Write out every one of the lines below word for word, leaving out the picture.

━━ Records ━━

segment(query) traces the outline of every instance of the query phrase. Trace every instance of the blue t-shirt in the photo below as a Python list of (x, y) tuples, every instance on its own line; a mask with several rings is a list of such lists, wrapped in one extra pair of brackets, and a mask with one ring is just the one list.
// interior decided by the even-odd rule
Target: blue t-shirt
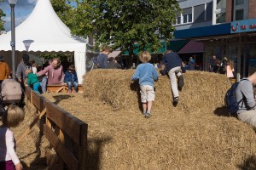
[(166, 65), (167, 71), (174, 67), (182, 66), (182, 62), (183, 60), (176, 53), (168, 53), (165, 54), (162, 60), (162, 63)]
[(131, 80), (139, 79), (140, 85), (150, 85), (154, 87), (154, 80), (158, 80), (158, 73), (154, 66), (150, 63), (143, 63), (137, 65)]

━━━

Exercise result =>
segment(query) traces the outline of every instance of the query phrase. Trace every instance of the blue t-shirt in the photo below as a Python list of (x, y) tuples, every instance on its own line; a mask with several rings is a list of such lists, wrapped in one extra pair of brackets, and a mask with one ring is just the one list.
// interior decided by the even-odd rule
Target: blue t-shirt
[(166, 65), (167, 71), (174, 67), (182, 66), (182, 62), (183, 60), (176, 53), (168, 53), (165, 54), (162, 60), (162, 63)]
[(131, 80), (139, 79), (140, 85), (150, 85), (154, 87), (154, 80), (158, 80), (158, 73), (154, 66), (150, 63), (143, 63), (137, 65)]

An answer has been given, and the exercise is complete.